---------- SOURCE TEXT ----------

It's almost impossible to talk about this film in any detail without entering slight spoiler territory, so those of a sensitive nature in that regard may wish to come back later before reading on.

If the thriller style camerawork from Emiliano Villanueva and adrenaline-driven music from Lalo Schiffrin (Rush Hour, Mission Impossible), clues us in to the playful nature of the film, the full extent is revealed at the halfway mark, when we are introduced to the actors - Mónica Del Carmen and Raúl Briones - who have been playing Teresa and Montoya through the first portion of the film. This isn't simple re-enactment - or even doubling, as in Clio Barnard's The Arbor - but a multifaceted consideration of what makes a police officer in Mexico tick. Del Carmen and Briones both underwent 100 days of police training, their thoughts captured on mobile phones, as the fourth wall tumbles.

----------

## INSTRUCTION 1
Rewrite the paragraph of the film review that begins "If the thriller style camerawork" as a short list of its main points.
## INSTRUCTION 2
Carry on the film review above, picking up right after its last sentence.

---------- RECORDS SUPPLIED ----------

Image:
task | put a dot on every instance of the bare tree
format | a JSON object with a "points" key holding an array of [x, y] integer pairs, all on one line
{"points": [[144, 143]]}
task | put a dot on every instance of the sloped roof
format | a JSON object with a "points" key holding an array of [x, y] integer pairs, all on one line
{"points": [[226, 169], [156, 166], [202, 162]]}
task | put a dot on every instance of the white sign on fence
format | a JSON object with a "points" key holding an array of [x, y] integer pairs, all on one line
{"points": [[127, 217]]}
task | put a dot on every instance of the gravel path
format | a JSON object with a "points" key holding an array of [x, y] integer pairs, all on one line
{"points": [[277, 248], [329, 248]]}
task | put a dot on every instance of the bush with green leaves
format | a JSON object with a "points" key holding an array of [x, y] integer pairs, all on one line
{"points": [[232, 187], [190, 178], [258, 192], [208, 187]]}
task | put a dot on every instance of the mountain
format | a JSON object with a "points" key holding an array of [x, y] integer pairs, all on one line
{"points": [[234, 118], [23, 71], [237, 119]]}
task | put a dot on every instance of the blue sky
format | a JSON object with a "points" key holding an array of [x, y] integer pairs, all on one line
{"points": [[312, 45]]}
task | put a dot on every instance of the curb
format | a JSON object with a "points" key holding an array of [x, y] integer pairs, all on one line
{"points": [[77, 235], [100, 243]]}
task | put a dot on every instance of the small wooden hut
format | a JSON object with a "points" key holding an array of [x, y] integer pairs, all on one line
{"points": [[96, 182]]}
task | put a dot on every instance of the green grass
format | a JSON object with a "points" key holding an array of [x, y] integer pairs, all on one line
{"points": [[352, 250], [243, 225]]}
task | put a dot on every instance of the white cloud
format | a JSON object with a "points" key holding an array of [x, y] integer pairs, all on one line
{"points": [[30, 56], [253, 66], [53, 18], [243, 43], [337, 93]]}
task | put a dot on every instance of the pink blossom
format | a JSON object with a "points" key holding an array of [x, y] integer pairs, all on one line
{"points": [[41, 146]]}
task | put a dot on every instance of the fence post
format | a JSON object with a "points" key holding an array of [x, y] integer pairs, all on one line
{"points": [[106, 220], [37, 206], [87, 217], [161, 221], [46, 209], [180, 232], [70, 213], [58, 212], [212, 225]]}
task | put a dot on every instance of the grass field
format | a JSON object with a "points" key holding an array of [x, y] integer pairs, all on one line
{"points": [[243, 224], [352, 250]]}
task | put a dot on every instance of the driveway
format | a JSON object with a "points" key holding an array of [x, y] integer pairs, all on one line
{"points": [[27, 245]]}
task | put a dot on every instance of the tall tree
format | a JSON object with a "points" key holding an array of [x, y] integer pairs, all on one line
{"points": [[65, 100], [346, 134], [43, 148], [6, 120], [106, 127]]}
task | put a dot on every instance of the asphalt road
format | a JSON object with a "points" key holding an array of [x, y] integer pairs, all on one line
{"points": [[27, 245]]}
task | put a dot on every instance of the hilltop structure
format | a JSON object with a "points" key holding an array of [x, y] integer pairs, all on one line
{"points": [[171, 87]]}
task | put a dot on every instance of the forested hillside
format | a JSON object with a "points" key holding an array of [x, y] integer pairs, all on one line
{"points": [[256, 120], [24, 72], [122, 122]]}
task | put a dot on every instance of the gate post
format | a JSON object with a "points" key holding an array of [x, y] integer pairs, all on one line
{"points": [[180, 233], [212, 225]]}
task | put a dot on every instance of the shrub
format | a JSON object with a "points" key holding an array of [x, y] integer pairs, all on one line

----------

## EXERCISE RESPONSE 1
- Emiliano Villanueva's thriller-style camerawork and Lalo Schiffrin's adrenaline-driven music hint at the film's playful nature.
- At the halfway mark, the film introduces Mónica Del Carmen and Raúl Briones, the actors who have been playing Teresa and Montoya.
- This is neither simple re-enactment nor doubling, as in Clio Barnard's The Arbor. It is a many-sided look at what makes a police officer in Mexico tick.
- Del Carmen and Briones both went through 100 days of police training, and their thoughts were recorded on mobile phones as the fourth wall falls.

## EXERCISE RESPONSE 2
The actors begin to see the parallels between acting and policing - the way that a role is adopted in each case - while at the same time the testimony from Teresa and Montoya begins to reveal layers of a different kind, those of corruption that lace their invisible way through the force. Eventually we'll meet the real Teresa and Montoya in person, adding in yet another layer of experience.

For all its intricacy and cleverness, this is a film that never loses its central focus. Ruizpalacios' approach acts almost like a kaleidoscope, the ideas and aspects twisting this way and that as he shows them in different lights - semi-fictional, confessional, imagined - each time forming a different impression. When the officers do their training, they are required to jump off a high diving board into a swimming pool, even if they can't swim, Ruizpalacios also invites us to take the plunge.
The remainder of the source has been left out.